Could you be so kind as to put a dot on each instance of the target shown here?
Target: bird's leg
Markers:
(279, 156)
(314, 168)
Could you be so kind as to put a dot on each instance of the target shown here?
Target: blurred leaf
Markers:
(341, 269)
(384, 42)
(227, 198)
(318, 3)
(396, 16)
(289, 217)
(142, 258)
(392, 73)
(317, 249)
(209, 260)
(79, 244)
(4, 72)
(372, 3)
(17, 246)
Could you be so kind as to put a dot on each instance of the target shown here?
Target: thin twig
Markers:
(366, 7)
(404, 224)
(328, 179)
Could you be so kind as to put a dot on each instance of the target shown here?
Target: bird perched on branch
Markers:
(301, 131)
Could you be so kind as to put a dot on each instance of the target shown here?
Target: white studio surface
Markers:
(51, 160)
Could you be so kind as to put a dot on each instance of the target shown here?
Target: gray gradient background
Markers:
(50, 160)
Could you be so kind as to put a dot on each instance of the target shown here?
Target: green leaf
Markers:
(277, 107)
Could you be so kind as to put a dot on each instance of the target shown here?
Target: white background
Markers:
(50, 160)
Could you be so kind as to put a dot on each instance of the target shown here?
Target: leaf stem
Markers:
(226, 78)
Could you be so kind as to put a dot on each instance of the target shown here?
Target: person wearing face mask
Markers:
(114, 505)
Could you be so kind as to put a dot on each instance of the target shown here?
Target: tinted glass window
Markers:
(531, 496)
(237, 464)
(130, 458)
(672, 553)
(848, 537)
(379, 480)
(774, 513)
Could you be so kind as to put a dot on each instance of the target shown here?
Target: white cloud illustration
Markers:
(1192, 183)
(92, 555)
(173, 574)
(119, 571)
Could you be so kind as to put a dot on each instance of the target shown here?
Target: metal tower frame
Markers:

________________________________________

__Objective__: From the data above, pick out every line that contains the word "bird", treating uppercase and lowercase as different, and copy each of those lines.

__The completed task__:
Target: bird's leg
Target: bird perched on branch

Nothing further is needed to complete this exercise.